▶ COMPITI SCRITTI:
#1 Trascrivi dalla discussione sull'inglese il brano che comincia con "Altrimenti io consiglio" e prosegue fino a "Gamma (5 Settembre 2022)".
#2 Per favore, indica se ciascuna affermazione concorda con la discussione sull'inglese, rispondendo sì o no e citando le parole decisive del testo: (a) Buciadignho consiglia il viaggio all'estero a chi ne ha l'opportunità; (b) Gamma non ha mai seguito un corso; (c) Gamma dice di parlare al livello di un madrelingua.

━━━ TESTO FORNITO ━━━

# Imparare l’inglese



## Milo (4 Settembre 2022)

Volevo sapere la strada migliore per imparare l’inglese, proprio saperlo parlare e capire bene.
Io l’ho studiato a scuola, a livello scritto o grammaticalmente non sono messo male, ma a voce non capisco una beneamata mazza.

volevo sapere la strada migliore da prendere, se ci sono corsi straconsigliati o meglio di andare in Inghilterra tipo 6 mesi non esiste.


----------



## Buciadignho (5 Settembre 2022)

Milo ha scritto:


> Volevo sapere la strada migliore per imparare l’inglese, proprio saperlo parlare e capire bene.
> Io l’ho studiato a scuola, a livello scritto o grammaticalmente non sono messo male, ma a voce non capisco una beneamata mazza.
> 
> volevo sapere la strada migliore da prendere, se ci sono corsi straconsigliati o meglio di andare in Inghilterra tipo 6 mesi non esiste.


La miglior cosa é praticarlo con chi lo parla fluentemente, quindi se hai l'opportunità ti straconsiglio il viaggio all'estero. 

Altrimenti io consiglio a orescindere di sfruttare Netflix o YouTube, comincia a vedere le cose in lingua Inglese con i sottotitoli in Italiano, o se non hai problemi con i sottotitoli in Inglese. 

Se unisci i due concetti imparerai molto in fretta. Poi si, se riesci fai anche altri corsi da fare a parte, ma se lo vuoi parlare questi sono i "segreti".


----------



## Gamma (5 Settembre 2022)

Milo ha scritto:


> Volevo sapere la strada migliore per imparare l’inglese, proprio saperlo parlare e capire bene.
> Io l’ho studiato a scuola, a livello scritto o grammaticalmente non sono messo male, ma a voce non capisco una beneamata mazza.
> 
> volevo sapere la strada migliore da prendere, se ci sono corsi straconsigliati o meglio di andare in Inghilterra tipo 6 mesi non esiste.


Ti parlo da persona che parla l'inglese ad un buon livello e abbastanza fluentemente: la grammatica va studiata a scuola, come abbiamo fatto un po' tutti, ma la dimistichezza nel parlare e nell'ascolto io l'ho migliorata nel tempo grazie a film, sport, serie tv, giochi, video vari ecc. in lingua inglese.

Sarà che quando ci sono cose che interessano (come appunto giochi o film) diventa più semplice capire e imparare, rispetto all'apprendimento didattico, ma io mi sono trovato molto bene così. In passato ho anche seguito un corso, ma ho imparato molto più inserendo molto prepotentemente l'inglese nella mia vita in altri modi.

Ripeto, vocalmente me la cavo sia nel parlato che nell'ascolto, anche se non sono al livello di un madrelingua. Ammetto, tuttavia, che quando mi capita di ascoltare un inglese molto veloce e con cadenze particolari (es. scozzese, irlandese) fatico un po' di più ahahahah.


----------



## Kayl (5 Settembre 2022)

Milo ha scritto:


> Volevo sapere la strada migliore per imparare l’inglese, proprio saperlo parlare e capire bene.

━━━ MATERIALE FORNITO ━━━

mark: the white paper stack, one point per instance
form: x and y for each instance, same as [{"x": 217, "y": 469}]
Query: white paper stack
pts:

━━━

▶ RISPOSTE SVOLTE:
#1
Altrimenti io consiglio a orescindere di sfruttare Netflix o YouTube, comincia a vedere le cose in lingua Inglese con i sottotitoli in Italiano, o se non hai problemi con i sottotitoli in Inglese. 

Se unisci i due concetti imparerai molto in fretta. Poi si, se riesci fai anche altri corsi da fare a parte, ma se lo vuoi parlare questi sono i "segreti".


----------



## Gamma (5 Settembre 2022)

#2
(a) Sì: "se hai l'opportunità ti straconsiglio il viaggio all'estero".
(b) No: "In passato ho anche seguito un corso".
(c) No: "anche se non sono al livello di un madrelingua".